Friday, June 25, 2010

An Intractable Fiscal Problem - by David Rosenberg (The Massive, Snowballing Debt Bulge)



An Intractable Fiscal Problem
by David Rosenberg


Even with low interest rates, the massive debt bulge has become so large that interest charges on the public debt are within 3 years of absorbing over 30% of the revenue base, which then makes it that much tougher to reverse course. 

In other words, the fiscal problem is becoming increasingly structural and we are already at the stage where even if the economy were running flat out at full employment, the deficit would still be over 7% relative to GDP. At some point, this will begin to impede economic progress.

When you add up the entitlement programs, you know — the ones you can’t cut back on, and interest payments on the grotesque debt load, we have 65% of total government spending that can’t be touched. 

In the next decade, under status quo policies, this “mandatory” share of the spending pie goes to 72%. Tack on the defense budget, my friends, and we are up to 88% of federal government outlays that are next to impossible to reverse.
# # # #
• [WORK TO BE COMPLETED] Reproduce the stretch of the fiscal commentary from "Even with low" through "impede economic progress.", substituting "entrenched" for "structural".
# # # #
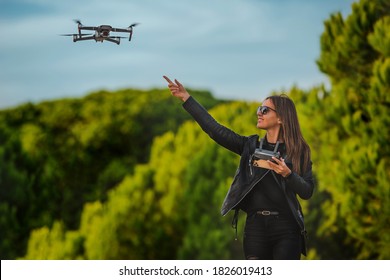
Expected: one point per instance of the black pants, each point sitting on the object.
(271, 238)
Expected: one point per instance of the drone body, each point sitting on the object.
(102, 33)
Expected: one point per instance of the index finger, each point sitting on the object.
(168, 80)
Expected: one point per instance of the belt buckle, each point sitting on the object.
(265, 213)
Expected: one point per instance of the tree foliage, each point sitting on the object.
(128, 175)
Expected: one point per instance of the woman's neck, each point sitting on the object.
(272, 135)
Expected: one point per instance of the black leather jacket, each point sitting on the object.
(244, 179)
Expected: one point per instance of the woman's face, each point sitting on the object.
(269, 118)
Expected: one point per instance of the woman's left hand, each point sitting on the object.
(279, 166)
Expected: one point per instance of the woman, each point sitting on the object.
(265, 189)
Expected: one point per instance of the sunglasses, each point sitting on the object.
(264, 110)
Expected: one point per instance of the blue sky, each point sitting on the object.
(238, 49)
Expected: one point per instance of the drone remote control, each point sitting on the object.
(262, 154)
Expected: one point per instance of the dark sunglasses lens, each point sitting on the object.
(263, 110)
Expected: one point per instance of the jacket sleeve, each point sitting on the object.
(301, 185)
(219, 133)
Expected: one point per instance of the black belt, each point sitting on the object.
(267, 213)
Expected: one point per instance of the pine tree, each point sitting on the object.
(355, 154)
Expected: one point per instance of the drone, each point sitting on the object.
(102, 33)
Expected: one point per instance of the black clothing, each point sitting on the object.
(247, 176)
(271, 237)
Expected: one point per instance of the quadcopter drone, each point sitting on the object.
(102, 33)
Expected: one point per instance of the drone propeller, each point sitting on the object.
(82, 34)
(77, 21)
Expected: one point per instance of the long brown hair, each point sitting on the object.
(297, 149)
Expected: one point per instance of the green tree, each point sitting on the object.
(354, 155)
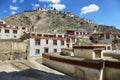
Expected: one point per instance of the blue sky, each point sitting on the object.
(104, 12)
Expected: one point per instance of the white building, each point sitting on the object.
(103, 37)
(9, 32)
(45, 43)
(75, 35)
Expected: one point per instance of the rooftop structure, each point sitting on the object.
(46, 43)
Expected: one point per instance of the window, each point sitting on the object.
(46, 41)
(107, 36)
(15, 31)
(37, 42)
(37, 51)
(55, 50)
(6, 31)
(46, 50)
(54, 42)
(77, 33)
(62, 42)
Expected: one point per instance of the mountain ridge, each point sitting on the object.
(52, 21)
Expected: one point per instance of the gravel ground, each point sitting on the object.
(33, 74)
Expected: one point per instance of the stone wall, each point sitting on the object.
(74, 67)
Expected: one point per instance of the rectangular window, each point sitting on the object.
(46, 41)
(46, 50)
(6, 31)
(37, 42)
(62, 42)
(54, 42)
(37, 51)
(55, 50)
(14, 31)
(107, 36)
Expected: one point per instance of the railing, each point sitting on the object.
(111, 51)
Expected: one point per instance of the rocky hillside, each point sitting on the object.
(51, 21)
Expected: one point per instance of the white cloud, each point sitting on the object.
(58, 7)
(35, 5)
(14, 1)
(55, 1)
(13, 7)
(89, 9)
(52, 1)
(21, 1)
(13, 12)
(5, 11)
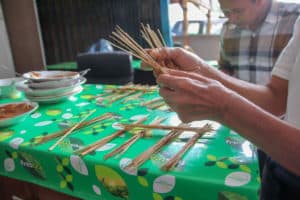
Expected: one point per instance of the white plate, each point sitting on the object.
(53, 84)
(17, 118)
(50, 75)
(48, 92)
(55, 98)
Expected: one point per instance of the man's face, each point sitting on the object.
(240, 12)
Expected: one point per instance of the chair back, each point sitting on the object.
(106, 67)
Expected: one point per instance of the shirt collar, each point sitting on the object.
(272, 15)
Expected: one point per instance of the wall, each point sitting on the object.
(206, 46)
(6, 62)
(23, 31)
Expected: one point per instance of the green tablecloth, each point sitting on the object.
(222, 165)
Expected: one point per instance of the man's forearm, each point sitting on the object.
(271, 98)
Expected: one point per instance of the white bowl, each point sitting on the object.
(9, 121)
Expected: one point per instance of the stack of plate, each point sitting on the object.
(51, 86)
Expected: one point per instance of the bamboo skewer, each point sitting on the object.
(70, 131)
(146, 154)
(124, 147)
(133, 97)
(163, 127)
(84, 124)
(191, 142)
(100, 143)
(126, 43)
(152, 101)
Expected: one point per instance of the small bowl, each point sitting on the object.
(8, 87)
(19, 116)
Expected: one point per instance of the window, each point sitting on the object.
(197, 19)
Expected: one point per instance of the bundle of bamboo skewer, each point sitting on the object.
(126, 43)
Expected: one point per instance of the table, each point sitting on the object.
(221, 165)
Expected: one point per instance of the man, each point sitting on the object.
(252, 39)
(199, 91)
(254, 36)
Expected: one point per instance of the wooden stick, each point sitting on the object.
(126, 43)
(124, 147)
(163, 127)
(103, 141)
(152, 101)
(70, 131)
(146, 154)
(84, 124)
(176, 158)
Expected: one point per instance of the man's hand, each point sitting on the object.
(193, 96)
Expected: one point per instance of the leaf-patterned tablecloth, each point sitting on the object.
(222, 165)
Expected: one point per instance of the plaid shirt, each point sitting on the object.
(251, 55)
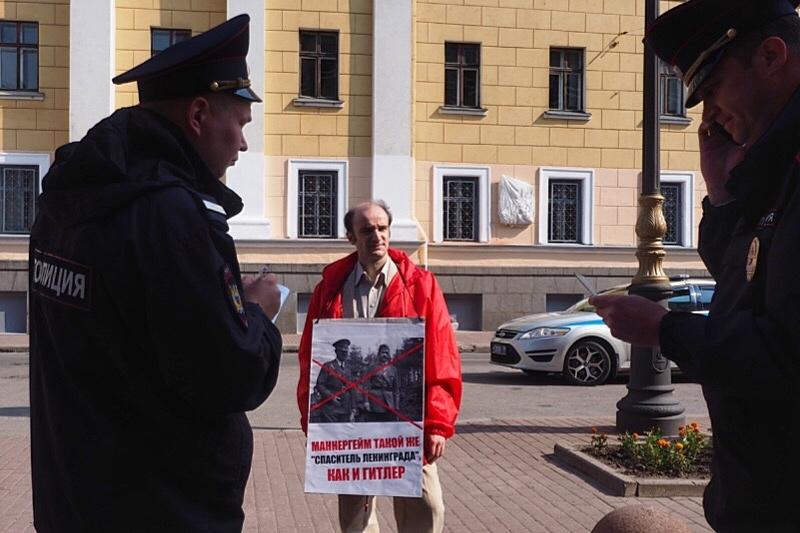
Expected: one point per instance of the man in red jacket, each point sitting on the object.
(376, 281)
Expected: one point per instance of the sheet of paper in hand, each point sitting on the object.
(366, 404)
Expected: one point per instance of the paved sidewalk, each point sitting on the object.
(498, 476)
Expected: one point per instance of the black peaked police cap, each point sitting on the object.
(213, 61)
(692, 36)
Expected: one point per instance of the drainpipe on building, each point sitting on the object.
(423, 254)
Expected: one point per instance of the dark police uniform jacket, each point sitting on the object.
(746, 353)
(143, 353)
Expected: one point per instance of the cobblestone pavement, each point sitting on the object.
(498, 475)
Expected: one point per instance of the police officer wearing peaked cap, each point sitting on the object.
(212, 61)
(741, 59)
(147, 343)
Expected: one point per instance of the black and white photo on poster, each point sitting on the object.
(366, 407)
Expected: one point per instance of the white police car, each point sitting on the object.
(577, 342)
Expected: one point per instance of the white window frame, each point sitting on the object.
(484, 201)
(686, 181)
(293, 174)
(586, 178)
(42, 160)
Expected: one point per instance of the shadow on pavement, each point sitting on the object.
(555, 461)
(22, 412)
(472, 427)
(518, 377)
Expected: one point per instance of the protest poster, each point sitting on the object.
(366, 398)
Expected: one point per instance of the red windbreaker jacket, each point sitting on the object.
(412, 292)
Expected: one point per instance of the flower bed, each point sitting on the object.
(652, 455)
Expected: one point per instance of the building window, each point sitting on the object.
(461, 208)
(19, 187)
(564, 221)
(316, 205)
(462, 75)
(673, 207)
(305, 194)
(163, 38)
(566, 79)
(565, 206)
(319, 64)
(19, 56)
(677, 188)
(672, 99)
(461, 203)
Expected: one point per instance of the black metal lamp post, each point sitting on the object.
(650, 402)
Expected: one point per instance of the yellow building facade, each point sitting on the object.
(505, 135)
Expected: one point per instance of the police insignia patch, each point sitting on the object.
(233, 294)
(752, 259)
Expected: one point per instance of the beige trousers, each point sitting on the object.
(413, 515)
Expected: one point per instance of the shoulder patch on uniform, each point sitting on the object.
(233, 294)
(62, 280)
(211, 206)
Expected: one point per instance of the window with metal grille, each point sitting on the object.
(319, 64)
(19, 187)
(566, 79)
(462, 75)
(316, 205)
(19, 56)
(460, 197)
(673, 208)
(163, 38)
(671, 94)
(564, 211)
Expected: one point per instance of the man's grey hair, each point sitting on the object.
(348, 217)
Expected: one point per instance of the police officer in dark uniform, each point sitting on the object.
(333, 377)
(741, 58)
(147, 345)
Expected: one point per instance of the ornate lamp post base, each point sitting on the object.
(650, 402)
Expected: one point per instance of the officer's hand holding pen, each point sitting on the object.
(262, 289)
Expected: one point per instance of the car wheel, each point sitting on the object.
(588, 363)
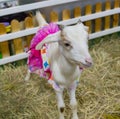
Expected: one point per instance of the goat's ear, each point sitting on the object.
(49, 39)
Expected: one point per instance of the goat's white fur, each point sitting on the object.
(65, 65)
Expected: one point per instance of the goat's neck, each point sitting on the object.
(65, 65)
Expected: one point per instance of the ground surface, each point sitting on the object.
(98, 93)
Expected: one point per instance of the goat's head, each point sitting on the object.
(73, 44)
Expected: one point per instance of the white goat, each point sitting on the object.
(68, 53)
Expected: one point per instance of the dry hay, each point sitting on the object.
(98, 93)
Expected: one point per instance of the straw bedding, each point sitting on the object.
(98, 93)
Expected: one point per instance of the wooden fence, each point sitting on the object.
(104, 20)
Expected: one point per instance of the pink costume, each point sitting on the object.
(38, 61)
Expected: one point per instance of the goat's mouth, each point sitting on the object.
(82, 65)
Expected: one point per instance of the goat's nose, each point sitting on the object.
(89, 61)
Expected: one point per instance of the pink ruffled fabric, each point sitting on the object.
(35, 62)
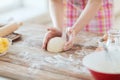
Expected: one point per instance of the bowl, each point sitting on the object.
(102, 67)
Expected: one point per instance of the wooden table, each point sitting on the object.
(26, 60)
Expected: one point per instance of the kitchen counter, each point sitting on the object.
(26, 60)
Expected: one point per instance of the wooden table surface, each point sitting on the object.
(26, 60)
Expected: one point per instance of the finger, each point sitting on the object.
(68, 45)
(45, 41)
(44, 46)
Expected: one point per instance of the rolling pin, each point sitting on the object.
(9, 28)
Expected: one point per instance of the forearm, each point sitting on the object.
(56, 13)
(89, 12)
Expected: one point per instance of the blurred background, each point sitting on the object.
(36, 12)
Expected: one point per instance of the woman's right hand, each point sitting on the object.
(52, 32)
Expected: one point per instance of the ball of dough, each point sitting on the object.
(56, 44)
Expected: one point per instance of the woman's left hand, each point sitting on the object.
(70, 39)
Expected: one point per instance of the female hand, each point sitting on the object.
(52, 32)
(70, 39)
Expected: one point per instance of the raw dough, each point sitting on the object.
(56, 44)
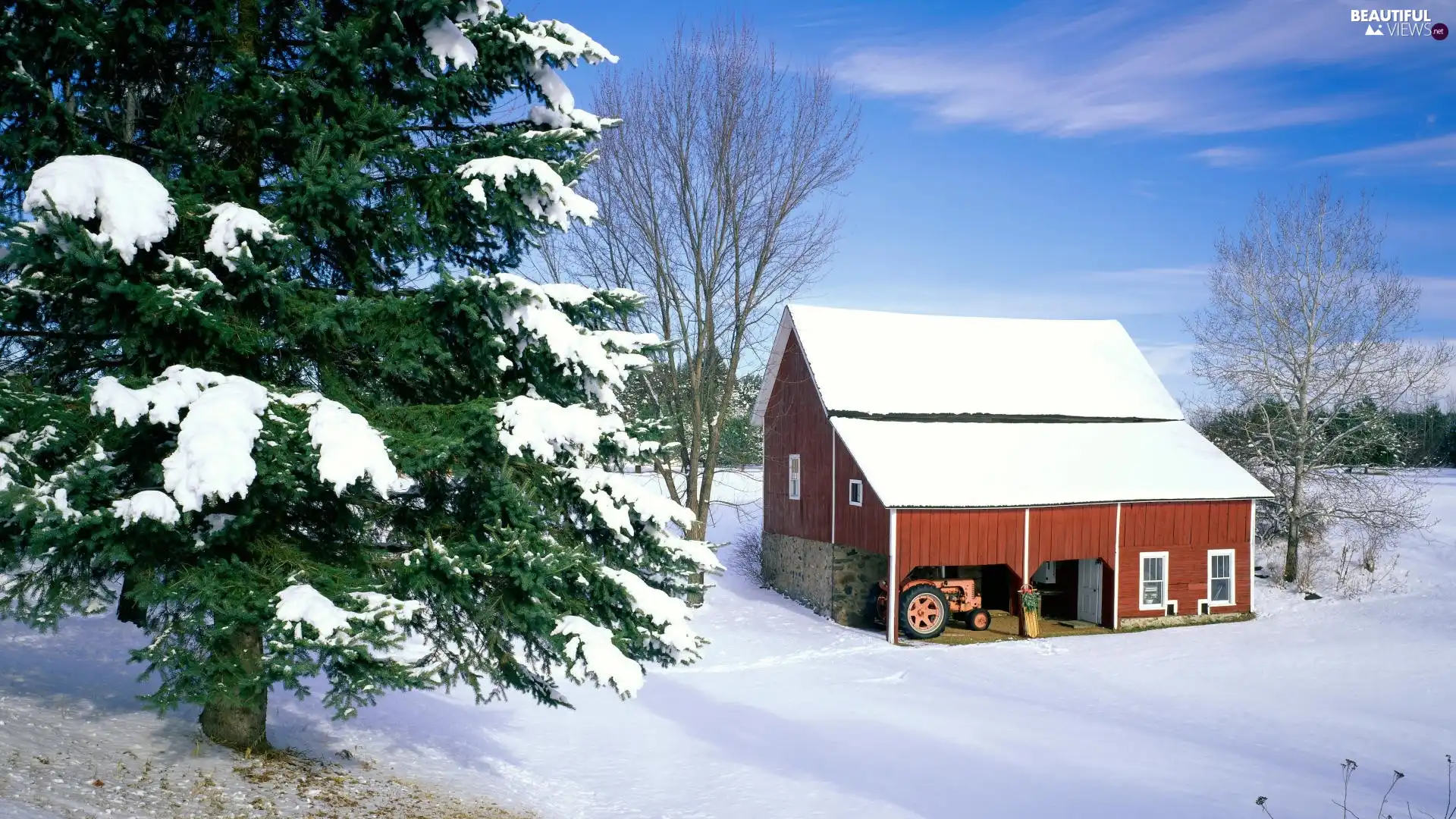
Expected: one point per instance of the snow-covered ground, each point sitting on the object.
(792, 716)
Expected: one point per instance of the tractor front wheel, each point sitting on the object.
(977, 620)
(924, 611)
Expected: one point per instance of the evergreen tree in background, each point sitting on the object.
(267, 381)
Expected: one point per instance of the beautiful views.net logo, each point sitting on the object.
(1400, 22)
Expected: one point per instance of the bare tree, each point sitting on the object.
(715, 203)
(1307, 328)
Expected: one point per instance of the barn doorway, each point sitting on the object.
(1090, 591)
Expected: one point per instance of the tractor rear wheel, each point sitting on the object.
(977, 620)
(924, 611)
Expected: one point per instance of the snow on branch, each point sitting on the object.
(613, 497)
(447, 41)
(449, 44)
(216, 439)
(134, 209)
(216, 444)
(607, 356)
(231, 219)
(696, 551)
(560, 41)
(177, 388)
(348, 447)
(601, 657)
(555, 203)
(548, 428)
(147, 503)
(664, 610)
(303, 604)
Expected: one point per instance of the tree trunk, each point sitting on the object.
(237, 717)
(1292, 553)
(1294, 523)
(127, 608)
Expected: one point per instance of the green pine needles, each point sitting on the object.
(267, 384)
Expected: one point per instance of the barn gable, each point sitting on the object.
(896, 365)
(1012, 453)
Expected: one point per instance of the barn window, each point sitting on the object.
(1155, 580)
(1046, 573)
(1220, 577)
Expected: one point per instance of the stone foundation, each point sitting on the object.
(832, 580)
(1145, 623)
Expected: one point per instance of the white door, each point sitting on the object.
(1090, 591)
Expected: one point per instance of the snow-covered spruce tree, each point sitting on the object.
(267, 384)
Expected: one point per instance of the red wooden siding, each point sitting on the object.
(794, 423)
(1074, 532)
(1187, 531)
(861, 526)
(960, 537)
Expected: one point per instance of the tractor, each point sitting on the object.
(928, 604)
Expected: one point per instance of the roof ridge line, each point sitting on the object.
(990, 419)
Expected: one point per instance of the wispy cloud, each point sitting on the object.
(1414, 155)
(1229, 156)
(1128, 67)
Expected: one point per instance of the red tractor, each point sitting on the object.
(928, 604)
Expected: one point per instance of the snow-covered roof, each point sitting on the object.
(970, 464)
(877, 363)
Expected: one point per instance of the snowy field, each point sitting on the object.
(792, 716)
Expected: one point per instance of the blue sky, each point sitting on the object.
(1079, 161)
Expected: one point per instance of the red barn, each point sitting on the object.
(1001, 450)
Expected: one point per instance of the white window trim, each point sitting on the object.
(1161, 605)
(1234, 573)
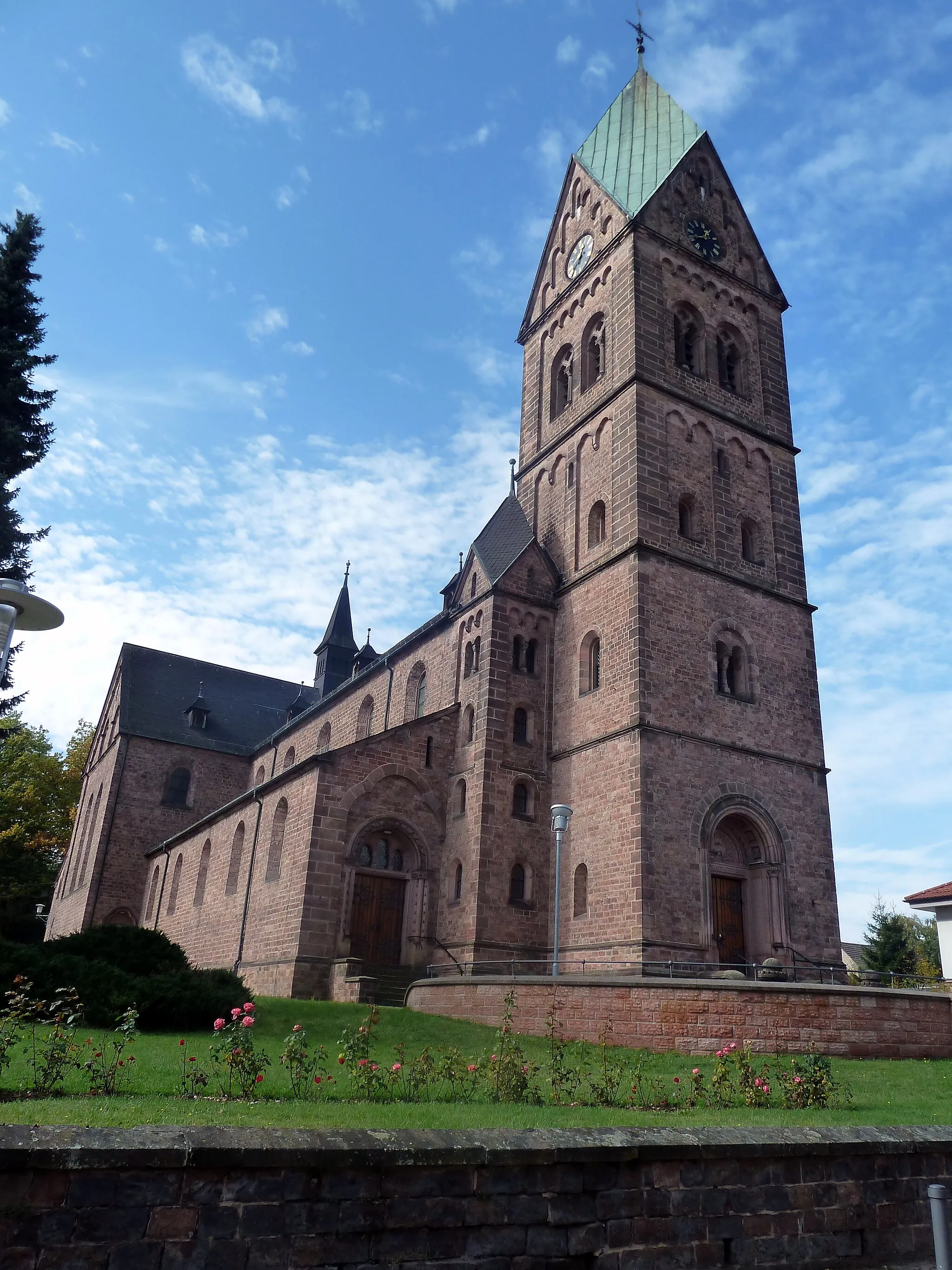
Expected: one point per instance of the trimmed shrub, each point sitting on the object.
# # # #
• [TASK OUTPUT]
Even with low interest rates, the massive debt bulge has become so large that interest charges on the public debt are within 3 years of absorbing over 30% of the revenue base, which then makes it that much tougher to reverse course. 

In other words, the fiscal problem is becoming increasingly entrenched and we are already at the stage where even if the economy were running flat out at full employment, the deficit would still be over 7% relative to GDP. At some point, this will begin to impede economic progress.